Each record below needs to be written out exactly as it appears.
** Opening INPUT MATERIAL block **
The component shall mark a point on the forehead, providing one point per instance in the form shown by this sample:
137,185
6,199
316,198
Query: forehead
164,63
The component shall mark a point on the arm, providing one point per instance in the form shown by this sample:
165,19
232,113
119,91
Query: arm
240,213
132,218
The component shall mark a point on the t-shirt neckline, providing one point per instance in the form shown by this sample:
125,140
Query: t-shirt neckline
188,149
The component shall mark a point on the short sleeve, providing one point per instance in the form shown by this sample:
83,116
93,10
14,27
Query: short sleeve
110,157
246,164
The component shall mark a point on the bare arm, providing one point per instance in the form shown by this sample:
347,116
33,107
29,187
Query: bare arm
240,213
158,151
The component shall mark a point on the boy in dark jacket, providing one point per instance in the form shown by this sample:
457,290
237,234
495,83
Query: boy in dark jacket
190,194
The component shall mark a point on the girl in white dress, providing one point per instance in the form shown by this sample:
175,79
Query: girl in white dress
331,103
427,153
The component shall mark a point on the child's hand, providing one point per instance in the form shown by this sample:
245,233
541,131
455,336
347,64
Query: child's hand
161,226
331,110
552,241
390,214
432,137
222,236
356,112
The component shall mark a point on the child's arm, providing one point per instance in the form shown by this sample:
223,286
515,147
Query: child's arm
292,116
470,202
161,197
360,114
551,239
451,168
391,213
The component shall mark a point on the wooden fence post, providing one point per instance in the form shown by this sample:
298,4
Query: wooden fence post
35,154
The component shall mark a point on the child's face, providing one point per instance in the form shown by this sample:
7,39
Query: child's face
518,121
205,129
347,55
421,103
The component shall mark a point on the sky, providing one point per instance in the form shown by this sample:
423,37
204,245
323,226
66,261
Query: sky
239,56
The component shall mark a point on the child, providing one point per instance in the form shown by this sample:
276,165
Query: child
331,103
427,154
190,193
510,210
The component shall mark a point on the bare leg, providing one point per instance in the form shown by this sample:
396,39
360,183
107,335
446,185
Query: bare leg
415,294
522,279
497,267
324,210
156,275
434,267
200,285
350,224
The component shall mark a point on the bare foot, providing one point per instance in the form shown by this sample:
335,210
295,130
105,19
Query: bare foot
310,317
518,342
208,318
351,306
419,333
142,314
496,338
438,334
** Closing INPUT MATERIAL block **
### RESPONSE BELOW
The component shall mark a point on the forehead, providing one point per instance in the form shown by this sample:
137,185
6,199
316,198
Query: forehead
164,63
The component shall mark a point on the arm, providing one point per instance in the form shown by this sample:
165,19
232,113
119,91
Query: arm
240,213
132,218
The component shall mark a point on the t-shirt neckline, providing one point per instance in the form shown by this sample:
125,140
Query: t-shirt neckline
188,149
The component shall mark a point on the short sleeve, providing one point per instance in the form shown by this sample:
83,116
93,10
14,27
Query: short sleeve
110,157
246,164
The component shall mark a point on the bare arm, providing one point per instance in the form shown by this sample:
347,116
33,107
29,187
Query: bare arm
240,213
158,151
The component shall mark a point on the boy in dark jacket, providing one point per instance in the form shown by this sample:
457,290
237,234
495,83
Query: boy in dark jacket
190,194
The component shall mark a point on the girl in white dress, providing one point per instance in the form shown by this sample:
175,79
Query: girl in white dress
331,103
427,153
The component shall mark a point on the child's hand, providing one point per instance in the form shown by this sample:
245,233
541,131
455,336
347,64
Query: child's hand
161,226
331,110
552,241
390,214
432,137
222,236
356,112
The component shall mark a point on the child's arm, providing one point per instance in the form shown by this sample:
223,286
515,147
Query: child's arm
292,116
470,202
161,197
360,114
551,239
451,168
391,213
The component shall mark a point on the wooden fence post, providing one point per instance in the form shown by this sample:
298,4
Query: wooden fence post
35,154
The component shall mark a point on the child's face, providing one point per instance in the form shown by this sample:
7,39
Query: child's face
518,121
205,129
347,55
421,103
The component shall mark a point on the sky, providing one point per instance in the form shown by this sample:
423,37
204,245
323,226
66,261
Query: sky
239,56
The component shall mark a point on the child, providing one point per instance in the form shown by this sample:
276,165
Query: child
331,103
427,154
190,193
510,210
The component shall mark a point on the bare leg, providing one point per instance in the form shown by this sample:
396,39
360,183
107,335
446,185
Query: bare leg
415,294
522,279
497,267
324,210
156,275
434,267
200,285
350,224
The component shall mark a point on the bare foot, providing one point per instance in the form shown by this sample:
335,210
295,130
105,19
Query: bare foot
310,317
518,342
208,318
351,306
419,333
142,314
496,338
438,334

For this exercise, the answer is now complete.